Artists responded to the theme ‘Water/River’ and sent their proposals to Riba Rocks for consideration. The four selected works showed such diversity in content and concept.

James Aldridge

I am a Wiltshire (UK) based visual artist working with people and places. I research different places through walking/cycling, collecting and recording, and I reflect on/share these experiences through making.

I work with a variety of media, choosing those of relevance to the place/subject matter, from ‘natural’ and recycled materials, gathered locally, to photographs, text and video. The resulting artwork may take the form of small hand-held objects, wearable artwork, freestanding sculpture or large site-specific installations.

This individual side of my practice is interwoven with participatory elements, writing and mentoring. The individual and the participatory each feed into and inform the other, generating a body of practice-led research into the value of artful, embodied and situated (place-based) practices.

Sarah Misselbrook

Misselbrook, was born in the United Kingdom in 1977. The artist graduated with honours in Fine Arts in 2000, Nottingham Trent University (UK) and it is from then on, when she begins her multimedia practice. In 2007, she studied for a postgraduate degree in Fine Arts at the Cyprus College of Art, Paphos. In 2011, she studied a Master of Fine Arts at the Winchester School of Art (UK). Since 2012, Misselbrook has lived in the Riba-roja d’Ebre countryside, which serves as her connection and is her source of inspiration for her works.
Her practice includes ‘performance’, video recordings with her voice in isolation and ‘site-specific’ sculptural installations. She addresses various topics such as gender, feminism, the female body as a canvas, and consumption. In this sense, she focuses on the individual responsibility of consumption and its environmental consequences. To do this, she uses degradable or edible materials such as chocolate, soap, latex, soil or wax.

The juxtaposition of hard against soft, light against dark, and sensual against skeleton are elements of Misselbrook’s visual language. In short, an internal struggle in a body that is all-consuming. Recently, she has been invited to create an installation and a performance in the Maials forest, which was
devastated by a forest fire in June 2019. The work is part of the ‘Cendrart’ project. Her works are the result of the total immersion in the rural environment and the constant research on the balance between life and death, transience and fragility.

Stored entries:
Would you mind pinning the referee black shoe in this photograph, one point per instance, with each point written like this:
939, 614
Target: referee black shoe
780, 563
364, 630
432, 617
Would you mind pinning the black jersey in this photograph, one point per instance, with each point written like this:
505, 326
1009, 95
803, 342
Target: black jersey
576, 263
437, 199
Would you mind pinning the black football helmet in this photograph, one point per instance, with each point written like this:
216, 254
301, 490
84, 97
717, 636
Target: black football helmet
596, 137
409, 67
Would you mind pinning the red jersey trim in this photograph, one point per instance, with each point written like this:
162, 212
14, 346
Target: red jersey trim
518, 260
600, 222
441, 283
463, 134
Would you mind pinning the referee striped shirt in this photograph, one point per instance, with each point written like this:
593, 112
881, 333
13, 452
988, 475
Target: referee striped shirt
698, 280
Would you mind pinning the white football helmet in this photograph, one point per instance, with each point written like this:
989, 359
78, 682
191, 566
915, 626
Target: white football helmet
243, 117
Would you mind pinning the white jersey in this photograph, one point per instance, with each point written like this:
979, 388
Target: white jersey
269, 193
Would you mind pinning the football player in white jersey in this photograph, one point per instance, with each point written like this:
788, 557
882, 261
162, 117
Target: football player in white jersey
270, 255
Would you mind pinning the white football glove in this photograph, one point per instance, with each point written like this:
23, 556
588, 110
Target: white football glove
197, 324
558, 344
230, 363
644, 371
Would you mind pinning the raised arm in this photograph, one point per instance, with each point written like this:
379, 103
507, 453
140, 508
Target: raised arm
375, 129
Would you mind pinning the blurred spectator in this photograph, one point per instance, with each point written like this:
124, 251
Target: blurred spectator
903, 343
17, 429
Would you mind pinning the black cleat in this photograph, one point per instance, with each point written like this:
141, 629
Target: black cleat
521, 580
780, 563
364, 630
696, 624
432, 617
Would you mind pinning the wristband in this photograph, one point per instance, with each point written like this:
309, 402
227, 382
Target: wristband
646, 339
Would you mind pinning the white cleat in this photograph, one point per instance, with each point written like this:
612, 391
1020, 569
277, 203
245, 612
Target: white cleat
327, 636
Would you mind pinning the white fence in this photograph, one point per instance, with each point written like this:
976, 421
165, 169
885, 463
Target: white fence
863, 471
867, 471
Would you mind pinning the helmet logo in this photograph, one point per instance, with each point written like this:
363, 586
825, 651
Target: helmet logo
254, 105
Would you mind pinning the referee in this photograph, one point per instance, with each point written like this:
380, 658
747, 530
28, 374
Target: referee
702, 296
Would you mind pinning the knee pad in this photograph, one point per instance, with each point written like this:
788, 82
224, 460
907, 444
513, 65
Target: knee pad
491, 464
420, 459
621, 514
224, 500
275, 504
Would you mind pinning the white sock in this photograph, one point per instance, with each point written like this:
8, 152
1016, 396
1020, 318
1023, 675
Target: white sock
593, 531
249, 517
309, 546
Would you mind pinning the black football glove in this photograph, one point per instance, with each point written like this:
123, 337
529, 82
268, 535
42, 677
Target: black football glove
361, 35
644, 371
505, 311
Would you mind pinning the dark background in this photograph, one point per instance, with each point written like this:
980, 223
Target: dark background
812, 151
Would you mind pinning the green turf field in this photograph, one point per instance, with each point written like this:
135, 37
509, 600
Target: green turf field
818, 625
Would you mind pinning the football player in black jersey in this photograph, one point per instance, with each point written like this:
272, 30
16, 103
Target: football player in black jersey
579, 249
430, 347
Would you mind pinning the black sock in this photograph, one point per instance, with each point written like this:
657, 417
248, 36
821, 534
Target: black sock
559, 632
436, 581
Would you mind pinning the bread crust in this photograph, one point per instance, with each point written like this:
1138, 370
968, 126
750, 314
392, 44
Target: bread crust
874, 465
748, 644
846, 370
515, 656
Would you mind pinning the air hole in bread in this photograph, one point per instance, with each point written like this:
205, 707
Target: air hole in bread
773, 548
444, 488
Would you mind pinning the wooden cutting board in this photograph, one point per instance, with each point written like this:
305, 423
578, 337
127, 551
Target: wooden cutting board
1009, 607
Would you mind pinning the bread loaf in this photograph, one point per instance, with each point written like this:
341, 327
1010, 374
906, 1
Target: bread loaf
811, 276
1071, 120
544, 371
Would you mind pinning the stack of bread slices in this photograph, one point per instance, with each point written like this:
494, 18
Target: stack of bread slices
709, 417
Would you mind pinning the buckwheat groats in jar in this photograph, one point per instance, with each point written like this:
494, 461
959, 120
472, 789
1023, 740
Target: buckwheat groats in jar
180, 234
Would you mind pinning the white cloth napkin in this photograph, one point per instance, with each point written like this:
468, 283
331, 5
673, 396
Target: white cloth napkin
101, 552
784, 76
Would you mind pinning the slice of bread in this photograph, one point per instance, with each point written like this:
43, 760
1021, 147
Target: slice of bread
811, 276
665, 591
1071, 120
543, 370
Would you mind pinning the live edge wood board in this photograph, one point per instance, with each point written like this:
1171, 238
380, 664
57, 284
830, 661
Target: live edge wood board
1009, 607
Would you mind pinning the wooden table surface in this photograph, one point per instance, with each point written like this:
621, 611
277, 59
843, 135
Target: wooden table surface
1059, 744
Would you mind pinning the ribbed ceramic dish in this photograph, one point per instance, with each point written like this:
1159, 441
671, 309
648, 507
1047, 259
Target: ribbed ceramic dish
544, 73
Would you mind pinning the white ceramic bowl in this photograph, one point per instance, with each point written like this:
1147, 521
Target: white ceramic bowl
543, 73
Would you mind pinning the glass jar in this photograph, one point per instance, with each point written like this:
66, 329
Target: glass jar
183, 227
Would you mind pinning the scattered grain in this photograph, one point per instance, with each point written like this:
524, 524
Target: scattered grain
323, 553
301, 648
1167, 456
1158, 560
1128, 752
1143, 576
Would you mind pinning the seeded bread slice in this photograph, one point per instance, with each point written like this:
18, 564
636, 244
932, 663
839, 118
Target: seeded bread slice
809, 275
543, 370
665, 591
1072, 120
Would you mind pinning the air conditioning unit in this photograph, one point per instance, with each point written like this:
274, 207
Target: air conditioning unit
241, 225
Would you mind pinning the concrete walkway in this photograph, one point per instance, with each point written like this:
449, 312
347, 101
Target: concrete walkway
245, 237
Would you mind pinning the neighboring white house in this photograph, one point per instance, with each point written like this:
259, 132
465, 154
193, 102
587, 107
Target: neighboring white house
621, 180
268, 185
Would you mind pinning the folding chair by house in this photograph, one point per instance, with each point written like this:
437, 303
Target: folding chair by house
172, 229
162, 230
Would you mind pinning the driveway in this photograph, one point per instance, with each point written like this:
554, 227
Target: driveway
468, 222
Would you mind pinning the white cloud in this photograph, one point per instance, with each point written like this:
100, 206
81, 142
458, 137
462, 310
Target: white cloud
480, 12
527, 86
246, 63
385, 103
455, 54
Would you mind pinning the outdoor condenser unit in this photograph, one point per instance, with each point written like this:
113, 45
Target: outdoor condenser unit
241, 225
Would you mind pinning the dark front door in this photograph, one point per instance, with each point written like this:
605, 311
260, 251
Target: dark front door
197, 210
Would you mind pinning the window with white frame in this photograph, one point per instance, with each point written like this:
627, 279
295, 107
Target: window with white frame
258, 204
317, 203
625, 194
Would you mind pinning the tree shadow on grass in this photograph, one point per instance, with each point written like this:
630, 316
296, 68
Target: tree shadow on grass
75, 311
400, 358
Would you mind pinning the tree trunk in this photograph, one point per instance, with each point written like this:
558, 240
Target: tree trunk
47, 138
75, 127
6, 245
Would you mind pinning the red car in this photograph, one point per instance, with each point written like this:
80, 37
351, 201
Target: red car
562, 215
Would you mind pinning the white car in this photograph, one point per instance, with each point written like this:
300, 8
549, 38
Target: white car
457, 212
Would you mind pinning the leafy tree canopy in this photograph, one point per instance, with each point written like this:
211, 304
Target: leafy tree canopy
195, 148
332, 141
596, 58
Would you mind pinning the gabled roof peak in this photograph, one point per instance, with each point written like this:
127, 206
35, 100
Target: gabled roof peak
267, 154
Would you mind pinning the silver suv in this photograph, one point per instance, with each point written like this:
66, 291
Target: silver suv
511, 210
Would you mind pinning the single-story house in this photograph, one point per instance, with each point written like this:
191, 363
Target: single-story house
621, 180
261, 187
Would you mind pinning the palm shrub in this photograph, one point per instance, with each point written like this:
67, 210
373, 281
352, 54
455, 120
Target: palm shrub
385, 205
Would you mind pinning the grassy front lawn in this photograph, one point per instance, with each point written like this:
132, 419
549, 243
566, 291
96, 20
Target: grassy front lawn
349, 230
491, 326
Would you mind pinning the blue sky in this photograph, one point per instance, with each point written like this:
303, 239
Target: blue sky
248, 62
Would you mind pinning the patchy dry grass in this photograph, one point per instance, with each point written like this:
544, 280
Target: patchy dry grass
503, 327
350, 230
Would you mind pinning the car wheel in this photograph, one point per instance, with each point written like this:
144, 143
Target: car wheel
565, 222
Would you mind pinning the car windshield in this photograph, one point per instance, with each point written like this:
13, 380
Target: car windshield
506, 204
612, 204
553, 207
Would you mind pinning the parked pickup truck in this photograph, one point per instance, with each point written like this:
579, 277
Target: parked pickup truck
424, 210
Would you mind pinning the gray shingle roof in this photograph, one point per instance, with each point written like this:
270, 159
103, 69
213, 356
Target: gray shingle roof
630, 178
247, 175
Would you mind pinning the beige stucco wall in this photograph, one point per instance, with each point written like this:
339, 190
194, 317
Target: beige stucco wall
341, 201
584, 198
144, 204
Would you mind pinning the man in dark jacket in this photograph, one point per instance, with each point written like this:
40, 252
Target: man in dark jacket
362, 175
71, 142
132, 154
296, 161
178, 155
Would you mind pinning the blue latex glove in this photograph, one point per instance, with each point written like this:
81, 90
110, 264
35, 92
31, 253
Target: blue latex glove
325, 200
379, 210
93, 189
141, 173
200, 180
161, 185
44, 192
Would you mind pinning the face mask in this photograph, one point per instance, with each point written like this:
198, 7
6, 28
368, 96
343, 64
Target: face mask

WHAT THE TASK REQUIRES » Continue the text about the artists selected for the ‘Water/River’ theme, picking up after its last sentence.

EXERCISE RESPONSE »
E Serkan Sokmen

I was born in 1980 in Ankara, Turkey. I was introduced to traditional drawing through comics and BASIC programming through Commodore64 at an early age and developed a passion for both fields. I began my university education at Hacettepe University’s Department of Economics in 1999. While studying at the university, I did both personal and commercial studies in web programming, 3D animation, and modeling.In 2004, I pursued my interest in art and left the Department of Economics to study sculpture at Hacettepe University’s Faculty of Fine Arts. In 2008, I graduated with the highest degree and worked as a Research Assistant in the same department. My master’s thesis was on the applications of human-machine interaction, algorithms, and image-processing technologies in performance arts. I participated in numerous national and international symposia, workshops, and art festivals as an instructor.My individual and academic works were displayed in numerous personal and group exhibitions. Since 2010, I continue my career as a software architect in start-ups in Turkey and abroad. My current interests include game development, open-source technologies, creative coding, machine learning, artificial intelligence, and augmented reality.

Romina Cristi

I’m a Chilean artist living in Santiago, just next to the Andes Mountain Range. I paint landscapes and subjective maps in watercolour and create zines and artist books. 

My work is the trace of the habits and rituals I build in order to define my reality and it focuses on the perception I have of the place that surrounds me and the one inside me.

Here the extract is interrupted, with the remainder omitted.